===== Reading passage
Location
- Country: United States
- State: California
- Region: Shasta County, California
- City: Fall River Mills, California

Physical characteristics
- Source: Thousand Springs, a spring in Shasta County
- • coordinates: 41°06′52″N 121°33′12″W﻿ / ﻿41.11444°N 121.55333°W
- • elevation: 3,323 ft (1,013 m)
- • location: Fall River Mills, California
- • coordinates: 41°00′06″N 121°26′18″W﻿ / ﻿41.00167°N 121.43833°W
- • elevation: 3,291 ft (1,003 m)

Basin features
- • left: Spring Creek, Tule River
- • right: Bear Creek

= Fall River (Shasta County, California) =

The Fall River is a 21.3 mi river tributary to the Pit River in north-eastern Shasta County in northern California. The Fall River complex, including the Fall River from its origin at Thousand Springs to its confluence with the Pitt River, is designated a Heritage and Wild Trout water.

==History==
The river was named Fall River by John Frémont in 1848 because of its historic cascades and falls at the terminus of the river.

==Ecology and conservation==
The Fall River Conservancy and the Fall River Resource Conservation District both work to restore the river. The former has worked with the University of California Davis to study the trout and identified two distinct sub-populations, one adapted to the colder winter flows of Bear Creek and one adapted to the more constant temperature spring-fed waters of Spring Creek and the Fall River mainstem. The large volume of spring water inflow maintains Fall River water temperature at near optimum ranges for trout production, even during mid-summer.

The upper river has historically been characterized by abundant aquatic macrophytes, including extensive meadows of horned pondweed (Zannichellia palustris); however, these have dramatically declined due to excessive sediment deposition from fires in the watershed and channelization of a tributary stream.
==========
Short task:
Return the part of the Fall River article starting at "The Fall River is" and ending at "of the river.", copied word for word. The records are not needed.
===== Data records
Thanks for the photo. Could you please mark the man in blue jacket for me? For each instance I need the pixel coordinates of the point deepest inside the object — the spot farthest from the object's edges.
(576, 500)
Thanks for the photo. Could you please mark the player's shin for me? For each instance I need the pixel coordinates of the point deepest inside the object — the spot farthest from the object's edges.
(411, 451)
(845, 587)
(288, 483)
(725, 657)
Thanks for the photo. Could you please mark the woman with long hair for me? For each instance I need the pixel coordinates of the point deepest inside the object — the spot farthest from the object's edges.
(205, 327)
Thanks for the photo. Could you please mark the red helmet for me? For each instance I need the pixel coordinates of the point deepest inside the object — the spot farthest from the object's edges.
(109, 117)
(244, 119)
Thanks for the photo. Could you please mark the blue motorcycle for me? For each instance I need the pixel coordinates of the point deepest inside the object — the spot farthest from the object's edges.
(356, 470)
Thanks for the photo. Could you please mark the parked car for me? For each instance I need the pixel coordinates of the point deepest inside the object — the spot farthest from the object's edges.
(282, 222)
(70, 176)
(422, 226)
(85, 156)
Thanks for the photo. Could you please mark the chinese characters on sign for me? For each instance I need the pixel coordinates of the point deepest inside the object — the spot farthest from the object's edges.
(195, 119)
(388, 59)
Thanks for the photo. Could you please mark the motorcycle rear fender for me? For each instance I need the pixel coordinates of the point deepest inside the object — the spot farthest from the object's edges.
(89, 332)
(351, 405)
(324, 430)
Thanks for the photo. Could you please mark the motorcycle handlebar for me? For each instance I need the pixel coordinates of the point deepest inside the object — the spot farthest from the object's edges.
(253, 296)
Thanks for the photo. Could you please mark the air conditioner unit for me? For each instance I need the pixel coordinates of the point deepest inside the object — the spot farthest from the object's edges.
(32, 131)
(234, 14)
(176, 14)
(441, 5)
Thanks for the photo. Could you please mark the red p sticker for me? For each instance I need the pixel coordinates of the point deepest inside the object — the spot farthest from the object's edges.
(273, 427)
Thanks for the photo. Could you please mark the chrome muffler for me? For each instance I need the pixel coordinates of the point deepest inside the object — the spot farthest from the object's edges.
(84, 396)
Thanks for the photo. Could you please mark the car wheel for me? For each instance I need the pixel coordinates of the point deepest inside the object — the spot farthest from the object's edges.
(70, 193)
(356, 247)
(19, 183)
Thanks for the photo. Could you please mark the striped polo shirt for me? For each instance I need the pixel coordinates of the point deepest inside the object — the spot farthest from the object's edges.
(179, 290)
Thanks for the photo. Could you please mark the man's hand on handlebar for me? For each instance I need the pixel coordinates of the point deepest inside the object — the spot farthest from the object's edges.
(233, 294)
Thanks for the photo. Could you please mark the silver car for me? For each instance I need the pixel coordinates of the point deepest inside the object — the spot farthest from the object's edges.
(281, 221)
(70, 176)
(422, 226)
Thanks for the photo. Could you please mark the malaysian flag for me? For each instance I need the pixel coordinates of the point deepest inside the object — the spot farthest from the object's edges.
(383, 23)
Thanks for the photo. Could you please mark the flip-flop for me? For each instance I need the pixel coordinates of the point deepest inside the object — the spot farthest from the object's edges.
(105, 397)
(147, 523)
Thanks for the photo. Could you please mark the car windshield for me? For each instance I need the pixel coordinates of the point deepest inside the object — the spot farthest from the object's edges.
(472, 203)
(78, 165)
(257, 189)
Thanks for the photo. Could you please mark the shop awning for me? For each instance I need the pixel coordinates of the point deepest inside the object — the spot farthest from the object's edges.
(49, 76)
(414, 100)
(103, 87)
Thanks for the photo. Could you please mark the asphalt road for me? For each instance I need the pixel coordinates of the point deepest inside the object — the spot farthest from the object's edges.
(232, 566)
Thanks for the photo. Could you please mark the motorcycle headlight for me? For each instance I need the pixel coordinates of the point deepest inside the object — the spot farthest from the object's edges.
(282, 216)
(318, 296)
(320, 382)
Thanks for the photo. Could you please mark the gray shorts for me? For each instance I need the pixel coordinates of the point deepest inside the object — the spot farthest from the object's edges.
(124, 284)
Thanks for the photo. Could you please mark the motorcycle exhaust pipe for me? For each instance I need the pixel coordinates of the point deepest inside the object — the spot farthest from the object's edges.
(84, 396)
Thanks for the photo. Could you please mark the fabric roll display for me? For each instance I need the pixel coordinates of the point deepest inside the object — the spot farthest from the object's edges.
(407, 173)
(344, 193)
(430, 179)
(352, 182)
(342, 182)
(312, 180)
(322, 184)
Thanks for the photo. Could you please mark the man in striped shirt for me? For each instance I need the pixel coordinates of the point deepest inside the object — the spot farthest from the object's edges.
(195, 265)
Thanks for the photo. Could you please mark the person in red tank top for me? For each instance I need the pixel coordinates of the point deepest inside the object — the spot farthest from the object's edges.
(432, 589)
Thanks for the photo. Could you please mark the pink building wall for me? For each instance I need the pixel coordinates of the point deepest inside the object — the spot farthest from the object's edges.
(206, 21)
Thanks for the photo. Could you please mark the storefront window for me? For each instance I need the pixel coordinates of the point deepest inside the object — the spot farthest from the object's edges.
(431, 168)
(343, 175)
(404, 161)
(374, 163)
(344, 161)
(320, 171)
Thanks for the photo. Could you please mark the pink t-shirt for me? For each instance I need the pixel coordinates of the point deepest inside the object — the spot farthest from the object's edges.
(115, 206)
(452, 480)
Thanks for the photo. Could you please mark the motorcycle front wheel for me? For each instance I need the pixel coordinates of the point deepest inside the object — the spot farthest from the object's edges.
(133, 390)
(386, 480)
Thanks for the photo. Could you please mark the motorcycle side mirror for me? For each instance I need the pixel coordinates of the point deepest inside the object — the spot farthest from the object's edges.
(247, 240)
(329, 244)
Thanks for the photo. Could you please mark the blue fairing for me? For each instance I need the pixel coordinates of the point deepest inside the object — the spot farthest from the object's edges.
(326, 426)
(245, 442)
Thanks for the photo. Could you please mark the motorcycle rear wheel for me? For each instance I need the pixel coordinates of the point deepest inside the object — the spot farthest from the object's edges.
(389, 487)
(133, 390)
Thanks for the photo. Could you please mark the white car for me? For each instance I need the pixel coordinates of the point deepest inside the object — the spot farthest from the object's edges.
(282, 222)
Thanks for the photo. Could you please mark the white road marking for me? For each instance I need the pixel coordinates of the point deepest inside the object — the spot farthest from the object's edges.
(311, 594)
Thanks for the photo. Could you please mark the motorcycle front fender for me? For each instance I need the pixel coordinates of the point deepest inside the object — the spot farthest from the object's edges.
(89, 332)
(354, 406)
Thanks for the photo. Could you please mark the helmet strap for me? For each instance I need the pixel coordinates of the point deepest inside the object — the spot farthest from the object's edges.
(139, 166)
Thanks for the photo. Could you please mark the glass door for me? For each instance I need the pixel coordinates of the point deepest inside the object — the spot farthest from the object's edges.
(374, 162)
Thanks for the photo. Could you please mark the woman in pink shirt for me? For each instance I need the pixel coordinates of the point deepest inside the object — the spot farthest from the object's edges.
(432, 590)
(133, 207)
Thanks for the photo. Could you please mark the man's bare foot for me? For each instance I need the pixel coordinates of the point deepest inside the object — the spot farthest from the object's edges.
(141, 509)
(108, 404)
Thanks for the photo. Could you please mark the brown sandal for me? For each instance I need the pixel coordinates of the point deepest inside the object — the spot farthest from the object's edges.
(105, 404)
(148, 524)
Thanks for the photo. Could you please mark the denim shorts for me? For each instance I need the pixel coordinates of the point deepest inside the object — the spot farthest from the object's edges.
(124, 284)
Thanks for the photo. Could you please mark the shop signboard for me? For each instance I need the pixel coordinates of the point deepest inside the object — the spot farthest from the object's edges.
==========
Task response:
The Fall River is a 21.3 mi river tributary to the Pit River in north-eastern Shasta County in northern California. The Fall River complex, including the Fall River from its origin at Thousand Springs to its confluence with the Pitt River, is designated a Heritage and Wild Trout water.

==History==
The river was named Fall River by John Frémont in 1848 because of its historic cascades and falls at the terminus of the river.